- **Written exercise**: Quote the lines from the line holding "Thank you for this photo. Would you kindly tag the upholstered" to the very end of the listing, exactly, and no others.

- **Stored rows**:
....................

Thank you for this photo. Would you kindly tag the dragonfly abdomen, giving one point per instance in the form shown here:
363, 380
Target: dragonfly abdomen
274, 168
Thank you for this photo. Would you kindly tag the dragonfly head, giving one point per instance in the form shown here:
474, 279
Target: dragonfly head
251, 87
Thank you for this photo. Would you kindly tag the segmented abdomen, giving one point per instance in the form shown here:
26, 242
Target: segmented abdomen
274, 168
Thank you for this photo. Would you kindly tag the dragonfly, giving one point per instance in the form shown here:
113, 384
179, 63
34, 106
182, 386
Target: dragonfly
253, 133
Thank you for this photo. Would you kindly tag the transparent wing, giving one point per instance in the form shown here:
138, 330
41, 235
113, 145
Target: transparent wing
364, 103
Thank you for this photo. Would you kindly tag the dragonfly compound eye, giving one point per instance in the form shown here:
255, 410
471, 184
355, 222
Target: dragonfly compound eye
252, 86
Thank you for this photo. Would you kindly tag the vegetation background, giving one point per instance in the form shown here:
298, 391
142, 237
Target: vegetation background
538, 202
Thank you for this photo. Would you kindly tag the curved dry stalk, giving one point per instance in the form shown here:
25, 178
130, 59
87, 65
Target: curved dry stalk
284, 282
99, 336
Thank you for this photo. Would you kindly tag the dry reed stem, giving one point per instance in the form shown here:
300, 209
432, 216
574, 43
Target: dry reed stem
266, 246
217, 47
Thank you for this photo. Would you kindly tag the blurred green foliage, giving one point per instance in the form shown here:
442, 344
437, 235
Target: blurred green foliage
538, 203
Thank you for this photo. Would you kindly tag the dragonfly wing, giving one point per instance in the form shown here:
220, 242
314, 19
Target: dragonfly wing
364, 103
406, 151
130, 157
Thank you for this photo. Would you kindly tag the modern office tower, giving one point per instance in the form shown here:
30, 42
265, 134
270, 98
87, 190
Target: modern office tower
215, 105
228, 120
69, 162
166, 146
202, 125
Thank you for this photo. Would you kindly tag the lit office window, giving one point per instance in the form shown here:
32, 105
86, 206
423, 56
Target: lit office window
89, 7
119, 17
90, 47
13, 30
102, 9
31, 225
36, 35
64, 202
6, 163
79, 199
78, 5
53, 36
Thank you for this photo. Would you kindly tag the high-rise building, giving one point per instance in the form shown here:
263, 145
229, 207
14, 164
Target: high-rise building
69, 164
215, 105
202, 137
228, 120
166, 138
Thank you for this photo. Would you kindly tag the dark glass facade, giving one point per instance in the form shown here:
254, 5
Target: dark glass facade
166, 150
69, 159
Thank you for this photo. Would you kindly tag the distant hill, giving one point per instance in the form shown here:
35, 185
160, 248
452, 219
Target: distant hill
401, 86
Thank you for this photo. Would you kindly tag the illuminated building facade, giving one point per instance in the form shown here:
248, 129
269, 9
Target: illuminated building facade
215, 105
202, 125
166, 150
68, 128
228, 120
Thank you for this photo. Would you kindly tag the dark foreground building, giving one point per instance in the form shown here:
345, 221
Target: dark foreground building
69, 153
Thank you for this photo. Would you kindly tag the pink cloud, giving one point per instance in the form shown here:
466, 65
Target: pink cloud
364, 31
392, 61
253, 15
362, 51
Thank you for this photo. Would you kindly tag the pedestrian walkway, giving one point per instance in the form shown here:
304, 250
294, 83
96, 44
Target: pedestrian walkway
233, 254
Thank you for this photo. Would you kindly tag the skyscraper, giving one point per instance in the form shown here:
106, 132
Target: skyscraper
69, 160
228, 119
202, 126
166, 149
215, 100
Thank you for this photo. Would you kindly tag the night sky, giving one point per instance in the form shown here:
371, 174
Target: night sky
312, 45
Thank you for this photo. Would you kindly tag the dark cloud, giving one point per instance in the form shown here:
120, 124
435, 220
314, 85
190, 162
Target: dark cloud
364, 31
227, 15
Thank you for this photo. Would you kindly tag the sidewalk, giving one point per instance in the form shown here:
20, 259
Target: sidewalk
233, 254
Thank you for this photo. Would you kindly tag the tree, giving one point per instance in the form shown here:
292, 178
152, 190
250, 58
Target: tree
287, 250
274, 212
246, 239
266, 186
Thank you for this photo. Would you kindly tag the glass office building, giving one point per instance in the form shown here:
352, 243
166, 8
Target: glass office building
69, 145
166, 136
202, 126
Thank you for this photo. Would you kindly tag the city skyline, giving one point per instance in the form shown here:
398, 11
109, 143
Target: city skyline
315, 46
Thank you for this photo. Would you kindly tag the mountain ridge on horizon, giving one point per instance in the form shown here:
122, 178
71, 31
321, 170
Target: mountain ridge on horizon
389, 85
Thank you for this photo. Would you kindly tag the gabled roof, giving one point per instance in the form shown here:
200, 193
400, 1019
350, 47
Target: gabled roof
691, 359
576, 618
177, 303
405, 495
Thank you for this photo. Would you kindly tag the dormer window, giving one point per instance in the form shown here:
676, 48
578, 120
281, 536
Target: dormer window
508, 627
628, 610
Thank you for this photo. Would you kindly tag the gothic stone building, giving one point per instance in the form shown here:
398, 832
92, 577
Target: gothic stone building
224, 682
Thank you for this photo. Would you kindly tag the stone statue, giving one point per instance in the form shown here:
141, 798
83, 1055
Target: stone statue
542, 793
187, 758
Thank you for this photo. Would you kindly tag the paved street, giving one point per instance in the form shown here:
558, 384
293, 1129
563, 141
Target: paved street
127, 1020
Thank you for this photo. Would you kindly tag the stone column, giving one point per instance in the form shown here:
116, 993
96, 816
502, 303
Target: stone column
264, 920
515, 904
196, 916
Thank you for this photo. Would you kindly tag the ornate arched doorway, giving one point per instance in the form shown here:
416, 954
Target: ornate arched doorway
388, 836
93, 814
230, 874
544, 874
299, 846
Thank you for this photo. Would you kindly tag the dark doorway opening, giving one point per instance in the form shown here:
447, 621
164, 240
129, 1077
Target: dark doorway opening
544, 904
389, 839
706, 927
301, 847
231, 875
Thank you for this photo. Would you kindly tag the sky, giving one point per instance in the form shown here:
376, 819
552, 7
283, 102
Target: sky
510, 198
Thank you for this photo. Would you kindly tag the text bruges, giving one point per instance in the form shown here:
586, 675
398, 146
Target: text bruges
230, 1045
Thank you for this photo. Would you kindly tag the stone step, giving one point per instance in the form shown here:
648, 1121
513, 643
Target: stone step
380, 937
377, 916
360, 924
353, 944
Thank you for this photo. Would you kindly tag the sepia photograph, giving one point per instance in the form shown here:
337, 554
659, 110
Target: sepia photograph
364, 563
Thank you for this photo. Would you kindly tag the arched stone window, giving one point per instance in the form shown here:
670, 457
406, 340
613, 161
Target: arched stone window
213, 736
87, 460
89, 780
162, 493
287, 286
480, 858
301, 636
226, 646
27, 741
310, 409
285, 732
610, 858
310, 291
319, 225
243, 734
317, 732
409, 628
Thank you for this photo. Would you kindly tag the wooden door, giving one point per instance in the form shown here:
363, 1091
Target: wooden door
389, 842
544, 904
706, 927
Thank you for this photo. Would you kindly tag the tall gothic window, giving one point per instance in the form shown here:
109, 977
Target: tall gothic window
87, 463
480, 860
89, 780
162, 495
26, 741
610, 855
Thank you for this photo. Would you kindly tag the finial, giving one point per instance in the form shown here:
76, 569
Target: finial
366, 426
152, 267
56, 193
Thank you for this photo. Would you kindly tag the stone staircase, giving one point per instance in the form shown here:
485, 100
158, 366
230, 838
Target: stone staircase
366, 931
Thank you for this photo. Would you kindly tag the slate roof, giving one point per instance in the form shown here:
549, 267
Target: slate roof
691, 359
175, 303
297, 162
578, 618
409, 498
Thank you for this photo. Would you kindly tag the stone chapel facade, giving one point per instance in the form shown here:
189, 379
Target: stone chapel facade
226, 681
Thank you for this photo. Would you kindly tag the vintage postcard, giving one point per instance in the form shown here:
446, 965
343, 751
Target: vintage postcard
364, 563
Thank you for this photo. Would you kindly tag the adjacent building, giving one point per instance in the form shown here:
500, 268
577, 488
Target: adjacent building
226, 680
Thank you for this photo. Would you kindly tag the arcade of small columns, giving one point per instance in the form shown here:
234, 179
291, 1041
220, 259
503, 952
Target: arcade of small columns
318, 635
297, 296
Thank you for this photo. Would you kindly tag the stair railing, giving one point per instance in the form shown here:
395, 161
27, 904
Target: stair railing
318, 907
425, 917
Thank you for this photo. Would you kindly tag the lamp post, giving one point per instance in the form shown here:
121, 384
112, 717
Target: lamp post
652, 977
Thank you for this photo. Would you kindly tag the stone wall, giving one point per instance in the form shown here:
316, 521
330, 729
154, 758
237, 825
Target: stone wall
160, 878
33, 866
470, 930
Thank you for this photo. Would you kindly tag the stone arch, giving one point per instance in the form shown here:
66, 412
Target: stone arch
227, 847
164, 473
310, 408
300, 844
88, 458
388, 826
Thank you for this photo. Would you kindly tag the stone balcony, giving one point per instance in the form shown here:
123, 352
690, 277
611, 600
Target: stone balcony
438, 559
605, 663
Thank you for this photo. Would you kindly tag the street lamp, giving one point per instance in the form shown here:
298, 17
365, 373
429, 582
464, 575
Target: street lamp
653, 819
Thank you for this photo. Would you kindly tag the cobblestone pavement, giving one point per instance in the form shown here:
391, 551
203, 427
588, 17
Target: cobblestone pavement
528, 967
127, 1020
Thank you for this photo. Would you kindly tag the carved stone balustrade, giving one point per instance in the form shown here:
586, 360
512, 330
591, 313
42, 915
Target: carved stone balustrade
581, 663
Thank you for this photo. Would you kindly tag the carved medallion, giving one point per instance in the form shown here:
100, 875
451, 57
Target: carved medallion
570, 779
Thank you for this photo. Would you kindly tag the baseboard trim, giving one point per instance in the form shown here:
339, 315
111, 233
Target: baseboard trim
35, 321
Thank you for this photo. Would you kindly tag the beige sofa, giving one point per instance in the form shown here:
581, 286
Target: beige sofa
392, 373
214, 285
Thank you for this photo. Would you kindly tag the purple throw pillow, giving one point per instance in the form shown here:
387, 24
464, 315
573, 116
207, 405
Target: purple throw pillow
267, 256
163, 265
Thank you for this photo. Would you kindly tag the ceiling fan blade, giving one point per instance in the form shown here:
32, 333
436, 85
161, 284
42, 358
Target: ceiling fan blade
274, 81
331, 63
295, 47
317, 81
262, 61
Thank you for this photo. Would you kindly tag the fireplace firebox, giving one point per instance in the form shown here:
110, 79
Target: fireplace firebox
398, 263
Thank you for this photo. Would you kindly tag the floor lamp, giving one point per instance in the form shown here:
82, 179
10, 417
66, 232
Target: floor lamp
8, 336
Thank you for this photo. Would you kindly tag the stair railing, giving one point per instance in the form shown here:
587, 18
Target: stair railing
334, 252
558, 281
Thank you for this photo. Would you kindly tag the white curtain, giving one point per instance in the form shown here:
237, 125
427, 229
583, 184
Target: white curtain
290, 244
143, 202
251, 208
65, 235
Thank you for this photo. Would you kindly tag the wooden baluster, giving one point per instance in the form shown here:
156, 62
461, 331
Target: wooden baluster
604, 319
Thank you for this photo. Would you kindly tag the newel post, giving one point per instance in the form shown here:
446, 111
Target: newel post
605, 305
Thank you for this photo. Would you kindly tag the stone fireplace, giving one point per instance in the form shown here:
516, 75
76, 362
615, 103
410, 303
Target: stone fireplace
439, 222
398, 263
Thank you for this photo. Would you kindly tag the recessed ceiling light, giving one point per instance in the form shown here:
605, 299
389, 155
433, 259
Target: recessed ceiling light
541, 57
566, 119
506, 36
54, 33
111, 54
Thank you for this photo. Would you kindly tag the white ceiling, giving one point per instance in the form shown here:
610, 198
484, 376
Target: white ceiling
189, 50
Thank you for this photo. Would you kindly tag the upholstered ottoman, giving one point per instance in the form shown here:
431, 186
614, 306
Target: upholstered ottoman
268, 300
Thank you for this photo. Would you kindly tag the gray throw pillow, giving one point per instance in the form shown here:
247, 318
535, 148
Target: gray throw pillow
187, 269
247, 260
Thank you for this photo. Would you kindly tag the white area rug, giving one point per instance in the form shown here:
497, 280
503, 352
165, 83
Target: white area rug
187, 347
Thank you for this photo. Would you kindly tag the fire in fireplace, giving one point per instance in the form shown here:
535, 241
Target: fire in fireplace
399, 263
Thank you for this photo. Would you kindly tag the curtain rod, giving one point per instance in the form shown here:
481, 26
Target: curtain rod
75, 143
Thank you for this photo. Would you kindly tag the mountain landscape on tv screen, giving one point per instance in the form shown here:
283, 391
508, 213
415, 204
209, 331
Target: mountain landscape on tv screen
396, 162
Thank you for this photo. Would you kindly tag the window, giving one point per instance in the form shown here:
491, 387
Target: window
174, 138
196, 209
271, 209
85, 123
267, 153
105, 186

....................

- **Finished task**:
Thank you for this photo. Would you kindly tag the upholstered ottoman, giving one point per instance in the form shown here:
431, 186
614, 306
Target: upholstered ottoman
268, 300
Thank you for this photo. Would you kindly tag the gray throw pillow, giving one point per instance in the form shown here:
247, 318
535, 148
Target: gray throw pillow
187, 269
247, 260
Thank you for this photo. Would you kindly tag the white area rug, giving one point per instance in the form shown here:
497, 280
503, 352
165, 83
Target: white area rug
187, 347
Thank you for this photo. Would you kindly tag the fire in fireplace, giving one point per instance in the form shown here:
535, 241
Target: fire in fireplace
399, 263
Thank you for this photo. Would you kindly tag the curtain rod, giving one point per instance in the form shown here:
481, 26
Target: curtain rod
75, 143
Thank you for this photo. Would you kindly tag the mountain landscape on tv screen, giving one point per instance in the form shown here:
283, 391
508, 213
415, 204
209, 331
Target: mountain landscape on tv screen
396, 162
Thank you for this photo. Would you kindly tag the window, giving one point per instance in the form shown here:
491, 387
Target: window
174, 138
196, 209
271, 209
85, 123
267, 153
105, 186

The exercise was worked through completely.